Data entries:
▬▬▬
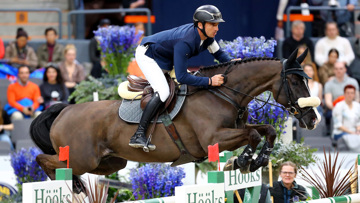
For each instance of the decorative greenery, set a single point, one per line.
(26, 168)
(242, 47)
(330, 183)
(105, 86)
(155, 180)
(117, 45)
▬▬▬
TASK DETAILS: Output every entry above exactly, minus the pictures.

FINAL ANSWER:
For each instance of the decorative greenery, set a single point, one per line.
(26, 168)
(242, 47)
(330, 183)
(105, 86)
(155, 180)
(117, 45)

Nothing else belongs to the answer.